From the news report below on North Korea's nuclear shutdown, copy word for word the passage that begins with the words containing "UN confirms full" and ends with "plutonium for bombs.".

** TEXT SECTION **
:::::
UN confirms full NKorea nuclear shutdown
( AP ) - U.N. inspectors have verified that North Korea has shuttered all facilities at its main nuclear complex beyond its sole working reactor, the chief of the watchdog agency said Wednesday, as envoys gathered for six-nation talks on the next steps toward Pyongyang's disarmament.
Mohamed ElBaradei, chief of the International Atomic Energy Agency, announced earlier in the week that his team of inspectors had verified the shutdown of North Korea's only working nuclear reactor at Yongbyon, 60 miles north of Pyongyang.
His announcement Wednesday confirmed the shutdown of four additional facilities, including two long-dormant construction sites for larger reactors and facilities for making reactor fuel and reprocessing it to harvest plutonium for bombs.
"We have verified all the five nuclear facilities have been shut down," ElBaradei told reporters during a visit to Kuala Lumpur, Malaysia. He said the U.N. inspectors had sealed some of the facilities.
The verification came as negotiators gathered in Beijing for talks expected to focus on setting a schedule for North Korea to declare all its nuclear programs and then disable them so they cannot be easily restarted.
The North has pledged in principle to eventually abandon its nuclear facilities, and Washington hopes that can be accomplished by the end of the year.
But proceeding beyond the reactor's closure is "a road that nobody has ever walked on," South Korean envoy Chun Yung-woo said.
"How to remove obstacles that may be hidden on that road, and how to draw a map to get there is the task" facing delegates from the six nations involved in the negotiations - the two Koreas, the U.S., China, Japan and Russia.
The delegates last met in March, although the main U.S. envoy Christopher Hill made a surprise trip to Pyongyang in June - his first ever. After a preliminary series of one-on-one talks Tuesday between the U.S. and North Korea, Hill said no new obstacles had immediately emerged and the sides were "in the same ballpark."
The closure of the plutonium-producing Yongbyon reactor was North Korea's first step toward halting production of atomic weapons since the standoff began in 2002. That happened when the U.S. accused North Korea of having a uranium enrichment program.
Now the question is whether Pyongyang will publicly acknowledge the uranium program.
"Uranium enrichment is an ongoing issue and, believe me, we are working on it," Hill said Wednesday.
Hill said that the U.S. also would demand the North declare how much plutonium it has produced and how much it currently possesses. North Korea conducted its first-ever test nuclear explosion in October, but the detonation was believed to be relatively weak in power and it is not known how much plutonium was used.
North Korea has begun receiving 50,000 tons of oil from South Korea as a reward for the reactor shutdown, and is to eventually receive the equivalent of a total 1 million tons for disabling its nuclear facilities.
But Pyongyang also has demanded the U.S. and Japan end their "hostile" policies against the regime, such as other economic sanctions and being named on a U.S. list of terrorism-sponsoring states.
:::::
** Saved data entries **
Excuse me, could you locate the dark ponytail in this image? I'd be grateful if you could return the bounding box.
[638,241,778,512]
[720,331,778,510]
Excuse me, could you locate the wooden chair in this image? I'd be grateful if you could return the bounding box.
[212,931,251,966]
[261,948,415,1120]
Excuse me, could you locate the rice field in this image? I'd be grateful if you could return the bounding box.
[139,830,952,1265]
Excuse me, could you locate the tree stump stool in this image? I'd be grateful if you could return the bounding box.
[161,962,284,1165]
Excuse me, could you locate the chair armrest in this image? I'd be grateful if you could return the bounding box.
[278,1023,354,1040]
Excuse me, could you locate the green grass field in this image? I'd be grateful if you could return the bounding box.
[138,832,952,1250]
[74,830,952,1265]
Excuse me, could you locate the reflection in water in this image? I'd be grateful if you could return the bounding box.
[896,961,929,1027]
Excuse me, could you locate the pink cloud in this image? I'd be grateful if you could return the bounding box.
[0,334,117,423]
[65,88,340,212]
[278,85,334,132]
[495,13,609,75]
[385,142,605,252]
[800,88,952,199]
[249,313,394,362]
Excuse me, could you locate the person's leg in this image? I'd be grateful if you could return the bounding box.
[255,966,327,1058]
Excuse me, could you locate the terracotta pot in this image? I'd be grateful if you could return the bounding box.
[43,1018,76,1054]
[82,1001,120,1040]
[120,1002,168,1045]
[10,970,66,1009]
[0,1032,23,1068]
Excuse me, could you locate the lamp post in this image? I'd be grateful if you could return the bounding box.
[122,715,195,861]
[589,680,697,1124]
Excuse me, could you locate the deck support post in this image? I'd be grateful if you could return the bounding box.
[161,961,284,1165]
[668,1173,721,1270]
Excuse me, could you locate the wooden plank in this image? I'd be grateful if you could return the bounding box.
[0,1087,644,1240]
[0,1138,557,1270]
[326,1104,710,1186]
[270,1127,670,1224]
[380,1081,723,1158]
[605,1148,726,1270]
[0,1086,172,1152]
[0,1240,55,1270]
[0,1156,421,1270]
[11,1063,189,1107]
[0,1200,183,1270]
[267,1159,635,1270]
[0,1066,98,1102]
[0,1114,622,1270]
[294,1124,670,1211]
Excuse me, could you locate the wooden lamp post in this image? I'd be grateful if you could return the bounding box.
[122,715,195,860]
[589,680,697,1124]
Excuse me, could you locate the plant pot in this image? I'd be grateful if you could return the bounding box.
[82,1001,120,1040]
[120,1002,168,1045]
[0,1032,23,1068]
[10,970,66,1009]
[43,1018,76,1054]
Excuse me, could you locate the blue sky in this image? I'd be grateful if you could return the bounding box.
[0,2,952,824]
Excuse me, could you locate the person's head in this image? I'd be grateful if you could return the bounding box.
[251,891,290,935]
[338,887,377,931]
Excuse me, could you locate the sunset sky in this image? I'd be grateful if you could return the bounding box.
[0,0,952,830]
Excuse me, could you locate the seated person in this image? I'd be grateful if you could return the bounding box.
:::::
** WRITTEN ANSWER **
UN confirms full NKorea nuclear shutdown
( AP ) - U.N. inspectors have verified that North Korea has shuttered all facilities at its main nuclear complex beyond its sole working reactor, the chief of the watchdog agency said Wednesday, as envoys gathered for six-nation talks on the next steps toward Pyongyang's disarmament.
Mohamed ElBaradei, chief of the International Atomic Energy Agency, announced earlier in the week that his team of inspectors had verified the shutdown of North Korea's only working nuclear reactor at Yongbyon, 60 miles north of Pyongyang.
His announcement Wednesday confirmed the shutdown of four additional facilities, including two long-dormant construction sites for larger reactors and facilities for making reactor fuel and reprocessing it to harvest plutonium for bombs.